# Trecho do texto
====
São Paulo, domingo, 16 de junho de 1996
Texto Anterior | Próximo Texto | Índice

Comunista acusa fraude na campanha

JAIME SPITZCOVSKY
DO ENVIADO ESPECIAL

A fraude para garantir a vitória de Ieltsin nas eleições já começou. Exemplo disso é a ordem enviada pelo Ministério da Defesa aos soldados para que "mostrem lealdade ao presidente", ou seja, apóiem sua reeleição.
Quem dispara a acusação é o jornalista Viktor Anpilov, 50, um dos dirigentes do Rússia Trabalhadora, um movimento stalinista que conquistou 4% dos votos nas eleições parlamentares de 1995.
Enquanto Ziuganov busca reformar alguns pontos do antigo ideário soviético, Anpilov rejeita a necessidade de mudanças ideológicas na cartilha comunista. Seu movimento é um dos mais radicais do chamado bloco popular-patriótico, que sustenta a candidatura de Ziuganov.

*
Folha - Quem vai ser o próximo presidente da Rússia?
====
(Itens armazenados)
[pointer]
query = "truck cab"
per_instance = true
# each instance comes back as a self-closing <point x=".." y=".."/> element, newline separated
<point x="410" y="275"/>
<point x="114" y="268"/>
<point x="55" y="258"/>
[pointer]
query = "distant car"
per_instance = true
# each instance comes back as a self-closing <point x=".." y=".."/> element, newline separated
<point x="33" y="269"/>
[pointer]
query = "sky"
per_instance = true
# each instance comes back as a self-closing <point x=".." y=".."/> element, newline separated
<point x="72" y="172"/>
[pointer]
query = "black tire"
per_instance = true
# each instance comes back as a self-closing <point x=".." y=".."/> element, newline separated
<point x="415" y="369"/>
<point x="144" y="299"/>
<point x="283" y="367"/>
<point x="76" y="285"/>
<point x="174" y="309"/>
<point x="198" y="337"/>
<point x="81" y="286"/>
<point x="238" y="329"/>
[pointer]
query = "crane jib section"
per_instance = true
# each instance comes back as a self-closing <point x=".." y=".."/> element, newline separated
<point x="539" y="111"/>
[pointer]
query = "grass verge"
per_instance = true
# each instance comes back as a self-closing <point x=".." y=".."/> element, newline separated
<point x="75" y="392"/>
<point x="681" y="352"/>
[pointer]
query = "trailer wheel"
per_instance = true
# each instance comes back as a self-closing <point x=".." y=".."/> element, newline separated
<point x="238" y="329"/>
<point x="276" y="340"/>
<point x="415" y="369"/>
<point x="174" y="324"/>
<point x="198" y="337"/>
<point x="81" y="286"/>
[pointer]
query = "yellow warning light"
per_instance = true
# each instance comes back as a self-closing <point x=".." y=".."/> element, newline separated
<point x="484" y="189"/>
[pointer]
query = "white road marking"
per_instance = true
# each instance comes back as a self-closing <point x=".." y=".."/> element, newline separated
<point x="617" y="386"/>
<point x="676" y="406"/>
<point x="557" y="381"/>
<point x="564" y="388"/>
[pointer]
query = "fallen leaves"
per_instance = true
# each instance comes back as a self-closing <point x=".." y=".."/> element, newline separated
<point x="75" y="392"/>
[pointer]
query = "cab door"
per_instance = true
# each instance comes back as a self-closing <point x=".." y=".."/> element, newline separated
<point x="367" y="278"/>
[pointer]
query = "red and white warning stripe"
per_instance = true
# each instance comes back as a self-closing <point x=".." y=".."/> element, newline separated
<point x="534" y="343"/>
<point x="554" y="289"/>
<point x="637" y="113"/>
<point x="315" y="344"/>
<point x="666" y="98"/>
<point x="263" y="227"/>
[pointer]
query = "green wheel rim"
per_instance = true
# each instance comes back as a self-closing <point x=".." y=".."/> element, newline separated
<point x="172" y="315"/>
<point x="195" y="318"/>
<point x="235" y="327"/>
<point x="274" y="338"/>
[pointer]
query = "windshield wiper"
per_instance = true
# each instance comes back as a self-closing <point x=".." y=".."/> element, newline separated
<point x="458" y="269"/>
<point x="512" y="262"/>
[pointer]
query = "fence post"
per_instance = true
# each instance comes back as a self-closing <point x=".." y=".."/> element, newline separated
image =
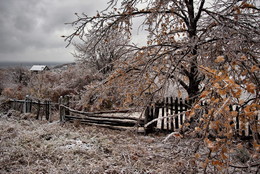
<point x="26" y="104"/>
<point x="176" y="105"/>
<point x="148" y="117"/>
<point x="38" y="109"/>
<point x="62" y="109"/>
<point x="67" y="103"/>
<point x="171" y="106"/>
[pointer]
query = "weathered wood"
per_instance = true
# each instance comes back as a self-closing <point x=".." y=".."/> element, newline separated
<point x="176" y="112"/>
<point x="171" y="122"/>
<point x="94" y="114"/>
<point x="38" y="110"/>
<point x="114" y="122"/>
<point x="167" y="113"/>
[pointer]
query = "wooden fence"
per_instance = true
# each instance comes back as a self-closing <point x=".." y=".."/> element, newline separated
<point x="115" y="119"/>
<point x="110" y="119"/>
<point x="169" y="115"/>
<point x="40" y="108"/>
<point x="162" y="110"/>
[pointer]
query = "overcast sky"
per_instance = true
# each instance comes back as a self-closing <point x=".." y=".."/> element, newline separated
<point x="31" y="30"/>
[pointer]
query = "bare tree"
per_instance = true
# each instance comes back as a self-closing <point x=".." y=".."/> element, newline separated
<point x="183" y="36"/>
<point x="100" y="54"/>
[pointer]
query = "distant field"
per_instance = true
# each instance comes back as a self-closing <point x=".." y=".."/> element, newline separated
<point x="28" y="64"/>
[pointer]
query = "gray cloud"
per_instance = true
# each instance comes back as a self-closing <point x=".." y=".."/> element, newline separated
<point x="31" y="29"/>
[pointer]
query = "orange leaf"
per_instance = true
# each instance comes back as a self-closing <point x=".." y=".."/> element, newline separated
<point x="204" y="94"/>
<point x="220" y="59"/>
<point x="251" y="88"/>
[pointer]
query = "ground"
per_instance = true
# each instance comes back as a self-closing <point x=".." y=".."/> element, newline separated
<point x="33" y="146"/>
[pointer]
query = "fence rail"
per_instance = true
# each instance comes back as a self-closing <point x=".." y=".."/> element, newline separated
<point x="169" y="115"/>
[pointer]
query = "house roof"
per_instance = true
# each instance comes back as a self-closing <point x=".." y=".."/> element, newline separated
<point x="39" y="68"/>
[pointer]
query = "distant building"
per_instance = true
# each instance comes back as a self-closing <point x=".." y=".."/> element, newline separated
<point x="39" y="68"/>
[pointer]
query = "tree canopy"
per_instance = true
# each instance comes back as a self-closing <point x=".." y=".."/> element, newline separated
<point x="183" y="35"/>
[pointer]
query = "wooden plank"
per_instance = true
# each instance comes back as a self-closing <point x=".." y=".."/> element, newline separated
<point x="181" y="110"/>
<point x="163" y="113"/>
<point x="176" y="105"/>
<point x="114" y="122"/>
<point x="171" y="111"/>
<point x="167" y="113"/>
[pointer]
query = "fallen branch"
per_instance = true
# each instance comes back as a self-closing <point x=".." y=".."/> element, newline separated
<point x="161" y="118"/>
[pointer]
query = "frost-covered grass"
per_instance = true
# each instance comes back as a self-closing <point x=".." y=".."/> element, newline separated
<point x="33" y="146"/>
====
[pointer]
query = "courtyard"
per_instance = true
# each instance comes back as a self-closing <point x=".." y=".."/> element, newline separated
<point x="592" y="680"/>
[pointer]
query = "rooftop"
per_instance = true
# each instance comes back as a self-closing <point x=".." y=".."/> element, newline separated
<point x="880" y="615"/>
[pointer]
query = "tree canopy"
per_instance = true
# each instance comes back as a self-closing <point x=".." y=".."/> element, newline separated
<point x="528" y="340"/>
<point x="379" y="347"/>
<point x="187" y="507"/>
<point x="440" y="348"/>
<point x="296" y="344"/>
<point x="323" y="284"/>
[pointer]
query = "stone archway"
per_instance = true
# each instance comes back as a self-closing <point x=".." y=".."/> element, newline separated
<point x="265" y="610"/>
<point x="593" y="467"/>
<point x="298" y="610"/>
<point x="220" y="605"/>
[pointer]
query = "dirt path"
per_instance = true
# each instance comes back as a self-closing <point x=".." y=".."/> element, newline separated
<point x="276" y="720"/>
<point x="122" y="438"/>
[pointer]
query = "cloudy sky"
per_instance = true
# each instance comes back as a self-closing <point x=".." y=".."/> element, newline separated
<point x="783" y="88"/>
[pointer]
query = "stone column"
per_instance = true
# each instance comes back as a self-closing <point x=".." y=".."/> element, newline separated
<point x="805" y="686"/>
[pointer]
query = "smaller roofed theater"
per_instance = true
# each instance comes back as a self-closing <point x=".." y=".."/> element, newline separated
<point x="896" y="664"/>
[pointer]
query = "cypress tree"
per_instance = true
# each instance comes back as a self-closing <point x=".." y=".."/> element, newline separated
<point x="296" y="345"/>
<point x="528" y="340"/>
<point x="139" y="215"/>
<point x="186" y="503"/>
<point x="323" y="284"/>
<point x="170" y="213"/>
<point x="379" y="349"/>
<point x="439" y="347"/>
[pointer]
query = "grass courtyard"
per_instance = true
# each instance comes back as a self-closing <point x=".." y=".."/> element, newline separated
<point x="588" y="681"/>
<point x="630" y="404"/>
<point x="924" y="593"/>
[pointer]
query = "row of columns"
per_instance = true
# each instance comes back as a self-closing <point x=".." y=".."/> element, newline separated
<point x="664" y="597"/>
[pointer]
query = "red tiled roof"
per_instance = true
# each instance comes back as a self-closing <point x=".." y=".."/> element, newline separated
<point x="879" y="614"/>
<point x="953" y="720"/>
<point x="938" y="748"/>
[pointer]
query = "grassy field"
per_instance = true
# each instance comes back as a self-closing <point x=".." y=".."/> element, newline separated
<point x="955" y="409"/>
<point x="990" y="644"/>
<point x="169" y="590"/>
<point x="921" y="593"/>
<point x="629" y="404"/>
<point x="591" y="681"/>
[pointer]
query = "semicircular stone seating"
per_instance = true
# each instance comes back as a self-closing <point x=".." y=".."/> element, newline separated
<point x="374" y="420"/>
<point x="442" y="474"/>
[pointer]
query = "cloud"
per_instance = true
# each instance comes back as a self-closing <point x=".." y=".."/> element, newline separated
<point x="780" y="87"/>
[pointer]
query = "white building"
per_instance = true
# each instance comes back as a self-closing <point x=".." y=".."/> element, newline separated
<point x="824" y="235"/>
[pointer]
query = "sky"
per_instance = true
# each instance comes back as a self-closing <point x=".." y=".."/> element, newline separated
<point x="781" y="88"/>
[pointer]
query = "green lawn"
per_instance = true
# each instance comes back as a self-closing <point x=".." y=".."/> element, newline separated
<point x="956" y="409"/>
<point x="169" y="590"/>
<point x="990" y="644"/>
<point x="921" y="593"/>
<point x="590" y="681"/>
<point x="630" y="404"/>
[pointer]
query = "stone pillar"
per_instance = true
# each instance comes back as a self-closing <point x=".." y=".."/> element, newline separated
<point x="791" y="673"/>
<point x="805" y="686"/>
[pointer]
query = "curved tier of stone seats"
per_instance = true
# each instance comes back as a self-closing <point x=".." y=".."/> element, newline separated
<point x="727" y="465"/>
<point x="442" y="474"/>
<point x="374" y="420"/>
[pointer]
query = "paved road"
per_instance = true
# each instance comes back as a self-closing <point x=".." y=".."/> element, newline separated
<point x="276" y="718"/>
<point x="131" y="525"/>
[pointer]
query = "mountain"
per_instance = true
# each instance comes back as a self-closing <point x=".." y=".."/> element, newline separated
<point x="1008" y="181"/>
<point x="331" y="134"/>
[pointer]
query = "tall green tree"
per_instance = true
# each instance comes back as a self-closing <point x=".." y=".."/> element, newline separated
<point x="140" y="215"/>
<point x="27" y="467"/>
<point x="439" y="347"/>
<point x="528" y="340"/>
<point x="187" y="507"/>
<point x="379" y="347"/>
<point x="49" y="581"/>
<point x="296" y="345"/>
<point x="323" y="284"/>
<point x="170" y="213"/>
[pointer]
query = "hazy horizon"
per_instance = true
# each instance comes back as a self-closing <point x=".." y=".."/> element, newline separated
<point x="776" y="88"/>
====
# Detalhes do exercício
Por favor, transcreva integralmente e sem nenhuma alteração o trecho sobre a acusação de fraude na campanha. Os itens foram obtidos de outra fonte.

# Resposta da tarefa
São Paulo, domingo, 16 de junho de 1996
Texto Anterior | Próximo Texto | Índice

Comunista acusa fraude na campanha

JAIME SPITZCOVSKY
DO ENVIADO ESPECIAL

A fraude para garantir a vitória de Ieltsin nas eleições já começou. Exemplo disso é a ordem enviada pelo Ministério da Defesa aos soldados para que "mostrem lealdade ao presidente", ou seja, apóiem sua reeleição.
Quem dispara a acusação é o jornalista Viktor Anpilov, 50, um dos dirigentes do Rússia Trabalhadora, um movimento stalinista que conquistou 4% dos votos nas eleições parlamentares de 1995.
Enquanto Ziuganov busca reformar alguns pontos do antigo ideário soviético, Anpilov rejeita a necessidade de mudanças ideológicas na cartilha comunista. Seu movimento é um dos mais radicais do chamado bloco popular-patriótico, que sustenta a candidatura de Ziuganov.

*
Folha - Quem vai ser o próximo presidente da Rússia?